If you walk into a room of strangers, don't introduce yourself, and expound on being an expert implying everyone in the room is an idiot that can't be as smart as you, I doubt most would find that acceptable. I sure don't.

Why not go over to the New Gorilla forum. Introduce yourself and get to know folks. THEN maybe you will be "accepted"
Just my :2


----------



## mr.c (Apr 8, 2004)

Welcome. Thats why I never purchase them.


----------



## Warhorse545 (Oct 16, 2005)

:al 


Stacey


----------



## par (May 22, 2005)

but he could be right. there could be a contingency of isom lovers who haven't yet found out. i submit that the average cs gorilla is more educated than average joe so this does not apply as much.

the warning is decent though, pay attention to the supplier -they do matter.

hi there btw.

-par


----------



## DriftyGypsy (May 24, 2006)

Kayak_Rat said:


> But the polish gentlemen said they were real. Hrmmm, wish we had more people around like Tony.


The Polish gentleman, you were warned about him... we told only to buy from Mr. Fugazi.


----------



## Tony Brooklyn (Dec 18, 2006)

pnoon said:


> If you walk into a room of strangers, don't introduce yourself, and expound on being an expert implying everyone in the room is an idiot that can't be as smart as you, I doubt most would find that acceptable. I sure don't.
> 
> Why not go over to the New Gorilla forum. Introduce yourself and get to know folks. THEN maybe you will be "accepted"
> Just my :2


Gee Thanks for the warm welcome and for putting words in my mouth. I never said anyone was an idiot.6,000 posts under your belt and thats the way you try and RAZZ a newbie come on you gotta do better than that


----------



## JPH (Jun 30, 2006)

par said:


> but he could be right. there could be a contingency of isom lovers who haven't yet found out. i submit that the average cs gorilla is more educated than average joe so this does not apply as much.
> 
> the warning is decent though, pay attention to the supplier -they do matter.
> 
> ...


Your right in that..of course some/lots of internet vendors sell fakes...........We know this......


----------



## Blaylock-cl (Apr 28, 2006)

Hello Tony Brooklyn. Welcome to Club Stogie!



par said:


> but he could be right. there could be a contingency of isom lovers who haven't yet found out. i submit that the average cs gorilla is more educated than average joe so this does not apply as much.
> 
> the warning is decent though, pay attention to the supplier -they do matter.
> 
> -par


Well said.


----------



## j6ppc (Jun 5, 2006)

I would not know - I'm pretty partial to cremosas actually.

- _Dataset extract_
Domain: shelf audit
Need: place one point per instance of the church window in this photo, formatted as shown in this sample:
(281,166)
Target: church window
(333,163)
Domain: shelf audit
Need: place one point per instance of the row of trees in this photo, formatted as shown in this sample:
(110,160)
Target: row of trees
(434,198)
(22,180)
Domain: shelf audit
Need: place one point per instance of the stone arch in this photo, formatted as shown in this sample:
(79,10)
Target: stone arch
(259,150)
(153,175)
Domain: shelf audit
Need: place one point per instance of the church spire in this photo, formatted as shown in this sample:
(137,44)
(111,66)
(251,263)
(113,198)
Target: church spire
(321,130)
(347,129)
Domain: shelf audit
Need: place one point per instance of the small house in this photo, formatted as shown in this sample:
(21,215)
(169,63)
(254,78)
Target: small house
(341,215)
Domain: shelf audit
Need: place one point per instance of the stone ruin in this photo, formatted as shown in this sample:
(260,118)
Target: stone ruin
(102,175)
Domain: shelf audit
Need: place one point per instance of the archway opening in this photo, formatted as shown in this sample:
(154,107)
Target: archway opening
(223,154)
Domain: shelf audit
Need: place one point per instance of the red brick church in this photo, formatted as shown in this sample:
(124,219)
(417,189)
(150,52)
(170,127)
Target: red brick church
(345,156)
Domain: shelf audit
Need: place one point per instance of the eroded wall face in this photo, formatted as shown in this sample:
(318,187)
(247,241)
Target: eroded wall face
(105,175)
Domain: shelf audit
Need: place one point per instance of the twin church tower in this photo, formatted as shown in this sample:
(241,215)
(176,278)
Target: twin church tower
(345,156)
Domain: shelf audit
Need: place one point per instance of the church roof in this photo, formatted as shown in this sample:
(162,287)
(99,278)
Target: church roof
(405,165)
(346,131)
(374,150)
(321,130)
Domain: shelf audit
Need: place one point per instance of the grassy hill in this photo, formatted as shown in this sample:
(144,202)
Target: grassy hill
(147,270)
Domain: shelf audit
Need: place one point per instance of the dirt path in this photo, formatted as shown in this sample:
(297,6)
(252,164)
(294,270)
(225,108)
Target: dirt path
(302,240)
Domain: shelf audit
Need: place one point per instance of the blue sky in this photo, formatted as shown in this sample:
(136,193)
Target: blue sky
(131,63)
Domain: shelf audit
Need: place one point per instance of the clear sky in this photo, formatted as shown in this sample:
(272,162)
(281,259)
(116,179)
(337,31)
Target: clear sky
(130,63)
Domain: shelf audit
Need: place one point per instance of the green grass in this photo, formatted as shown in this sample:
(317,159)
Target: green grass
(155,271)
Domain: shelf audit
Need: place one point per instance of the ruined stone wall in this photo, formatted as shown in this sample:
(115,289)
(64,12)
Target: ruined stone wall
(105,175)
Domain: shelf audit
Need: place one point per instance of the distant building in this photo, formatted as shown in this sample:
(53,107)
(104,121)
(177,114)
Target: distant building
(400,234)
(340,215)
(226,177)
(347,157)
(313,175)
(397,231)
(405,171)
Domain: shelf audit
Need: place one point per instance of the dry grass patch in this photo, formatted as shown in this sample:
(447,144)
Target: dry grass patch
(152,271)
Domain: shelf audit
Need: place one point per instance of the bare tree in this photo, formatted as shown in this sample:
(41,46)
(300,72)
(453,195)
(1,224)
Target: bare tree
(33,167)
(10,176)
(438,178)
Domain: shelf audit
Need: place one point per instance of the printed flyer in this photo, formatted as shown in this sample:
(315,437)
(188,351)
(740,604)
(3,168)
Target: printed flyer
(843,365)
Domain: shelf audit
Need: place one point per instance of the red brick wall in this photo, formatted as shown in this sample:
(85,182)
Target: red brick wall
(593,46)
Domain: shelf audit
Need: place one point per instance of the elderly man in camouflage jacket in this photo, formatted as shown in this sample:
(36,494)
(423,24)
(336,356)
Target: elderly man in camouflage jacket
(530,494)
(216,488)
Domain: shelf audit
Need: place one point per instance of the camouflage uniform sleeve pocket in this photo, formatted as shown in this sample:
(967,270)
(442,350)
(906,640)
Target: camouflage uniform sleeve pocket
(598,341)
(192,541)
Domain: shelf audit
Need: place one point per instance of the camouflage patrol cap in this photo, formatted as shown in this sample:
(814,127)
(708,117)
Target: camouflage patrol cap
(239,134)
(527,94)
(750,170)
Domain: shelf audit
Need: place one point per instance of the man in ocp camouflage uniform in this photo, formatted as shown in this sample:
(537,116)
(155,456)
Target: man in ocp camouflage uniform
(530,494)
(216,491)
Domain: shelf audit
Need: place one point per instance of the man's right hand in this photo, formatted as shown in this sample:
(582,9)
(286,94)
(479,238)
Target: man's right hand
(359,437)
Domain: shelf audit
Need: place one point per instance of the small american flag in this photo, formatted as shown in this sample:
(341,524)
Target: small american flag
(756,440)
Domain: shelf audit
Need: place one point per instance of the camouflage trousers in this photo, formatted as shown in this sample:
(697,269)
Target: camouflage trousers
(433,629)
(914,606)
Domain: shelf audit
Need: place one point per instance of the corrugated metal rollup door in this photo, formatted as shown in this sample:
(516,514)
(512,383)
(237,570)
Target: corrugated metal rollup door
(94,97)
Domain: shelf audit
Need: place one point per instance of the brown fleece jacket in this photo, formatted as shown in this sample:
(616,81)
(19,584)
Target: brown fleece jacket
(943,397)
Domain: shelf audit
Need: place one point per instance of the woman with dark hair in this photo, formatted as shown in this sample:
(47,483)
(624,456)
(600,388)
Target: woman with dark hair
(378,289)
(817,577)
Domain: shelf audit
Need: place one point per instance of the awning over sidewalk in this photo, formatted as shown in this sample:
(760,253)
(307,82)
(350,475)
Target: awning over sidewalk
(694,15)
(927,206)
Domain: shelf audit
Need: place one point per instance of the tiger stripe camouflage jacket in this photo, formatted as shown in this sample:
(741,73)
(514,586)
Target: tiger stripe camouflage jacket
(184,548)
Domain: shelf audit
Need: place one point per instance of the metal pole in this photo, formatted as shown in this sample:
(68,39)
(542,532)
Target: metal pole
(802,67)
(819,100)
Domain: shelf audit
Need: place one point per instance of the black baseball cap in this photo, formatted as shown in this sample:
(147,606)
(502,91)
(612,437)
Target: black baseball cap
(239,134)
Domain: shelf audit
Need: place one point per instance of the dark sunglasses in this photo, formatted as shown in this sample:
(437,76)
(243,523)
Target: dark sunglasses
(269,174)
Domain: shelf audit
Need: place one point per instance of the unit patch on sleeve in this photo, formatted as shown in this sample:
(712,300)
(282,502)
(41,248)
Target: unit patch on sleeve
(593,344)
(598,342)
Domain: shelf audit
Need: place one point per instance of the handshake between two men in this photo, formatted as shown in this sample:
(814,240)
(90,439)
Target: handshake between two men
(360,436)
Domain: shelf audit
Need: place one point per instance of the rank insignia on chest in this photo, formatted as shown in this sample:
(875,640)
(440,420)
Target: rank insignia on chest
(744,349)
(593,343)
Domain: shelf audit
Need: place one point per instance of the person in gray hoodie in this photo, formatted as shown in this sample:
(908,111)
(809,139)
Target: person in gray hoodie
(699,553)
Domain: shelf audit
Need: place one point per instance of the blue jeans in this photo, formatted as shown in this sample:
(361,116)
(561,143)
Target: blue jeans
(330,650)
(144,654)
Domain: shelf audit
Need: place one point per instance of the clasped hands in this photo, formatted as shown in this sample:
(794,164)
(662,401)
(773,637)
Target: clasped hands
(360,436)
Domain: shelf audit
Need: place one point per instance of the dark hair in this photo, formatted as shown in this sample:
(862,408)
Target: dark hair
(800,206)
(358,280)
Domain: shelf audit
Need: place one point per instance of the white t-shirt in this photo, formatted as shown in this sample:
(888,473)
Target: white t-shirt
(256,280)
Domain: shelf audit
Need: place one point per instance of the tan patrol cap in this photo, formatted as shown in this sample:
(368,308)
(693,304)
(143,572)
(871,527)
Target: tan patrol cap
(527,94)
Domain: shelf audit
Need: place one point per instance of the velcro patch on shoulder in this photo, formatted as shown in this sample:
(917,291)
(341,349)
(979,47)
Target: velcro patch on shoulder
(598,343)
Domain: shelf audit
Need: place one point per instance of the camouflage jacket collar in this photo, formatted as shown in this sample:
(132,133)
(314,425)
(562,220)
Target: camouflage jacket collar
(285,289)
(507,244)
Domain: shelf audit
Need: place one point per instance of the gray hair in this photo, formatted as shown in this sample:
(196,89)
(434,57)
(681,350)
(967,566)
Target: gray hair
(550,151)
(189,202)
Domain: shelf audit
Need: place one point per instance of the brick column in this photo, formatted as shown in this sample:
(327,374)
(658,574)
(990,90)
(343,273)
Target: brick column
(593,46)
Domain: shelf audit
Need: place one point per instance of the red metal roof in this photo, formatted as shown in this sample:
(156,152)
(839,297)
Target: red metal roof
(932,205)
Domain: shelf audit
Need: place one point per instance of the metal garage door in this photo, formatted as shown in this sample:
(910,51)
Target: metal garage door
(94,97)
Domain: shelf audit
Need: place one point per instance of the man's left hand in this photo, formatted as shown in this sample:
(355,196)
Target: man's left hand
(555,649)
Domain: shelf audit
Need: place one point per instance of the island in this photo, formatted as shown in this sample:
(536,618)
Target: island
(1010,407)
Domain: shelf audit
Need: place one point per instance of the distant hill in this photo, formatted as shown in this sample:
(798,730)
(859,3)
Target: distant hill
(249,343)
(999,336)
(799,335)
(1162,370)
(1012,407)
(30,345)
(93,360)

- _What to work on_
A – In the cigar forum thread, what does Blaylock-cl welcome Tony Brooklyn to?
B – Continue the cigar forum thread from where it stops.
The records are not needed here.

- _Answers given_
A – Club Stogie.

B –
Thanks for the "advice" I'm sure many here will benefit from your wealth of experience.


----------



## SDmate (Apr 24, 2005)

Tony Brooklyn said:


> Gee Thanks for the warm welcome and for putting words in my mouth. I never said anyone was an idiot.6,000 posts under your belt and thats the way you try and RAZZ a newbie come on you gotta do better than that


o 
and we're off:z


----------



## ResIpsa (Mar 8, 2006)

Tony Brooklyn said:


> Gee Thanks for the warm welcome and for putting words in my mouth. I never said anyone was an idiot.6,000 posts under your belt and thats the way you try and RAZZ a newbie come on you gotta do better than that


Peter never said you said anyone was an idiot, he said you IMPLIED people here were idiots. Surely someone with as much intelligence as you knows the difference,


----------



## ResIpsa (Mar 8, 2006)

SDmate said:


> o
> and we're off:z


am I in First???? am I am I???:r


----------



## RJT (Feb 12, 2005)

You are correct my friend. I would NEVER TRUST a online vendor and besides Cuban cigars are illegal and I would never violate the law. Welcome to the jungle and I am glad you came in to spread your vast wisdom.  RJT


----------



## Kayak_Rat (Nov 28, 2005)

Tony Brooklyn said:


> Gee Thanks for the warm welcome and for putting words in my mouth. I never said anyone was an idiot.*6,000 posts under your belt and thats the way you try and RAZZ a newbie come on you gotta do better than that*


It takes brass to say that. 4 posts under your belt and you call out another member? Pnoon is one of the more upstanding and professional members here. He was very professional and said alot less than others would have. That shows you are extremely knowledgeable in not only cigars, but proper conversation etiquette.

Welcome to CS.


----------



## Bigwaved (May 20, 2006)

I know one thing...




























Murph's butt itches right about now.


----------



## opus (Jun 21, 2005)

Everybody knows what they buy are fakes. It is just fun to impress people with the Cuban bands and all. It is illegal to import real Cubans into the states.


----------



## ResIpsa (Mar 8, 2006)

Bigwaved said:


> I know one thing...
> 
> Murph's butt itches right about now.


I think he's a witch.......maybe we should burn him.


----------



## JPH (Jun 30, 2006)

Bigwaved said:


> I know one thing...
> 
> Murph's butt itches right about now.


LOL....and this is our other FOG


----------



## Warhorse545 (Oct 16, 2005)

Paging PaulMac. Paging Paulmac.


Stacey


----------



## Rploaded (Nov 7, 2006)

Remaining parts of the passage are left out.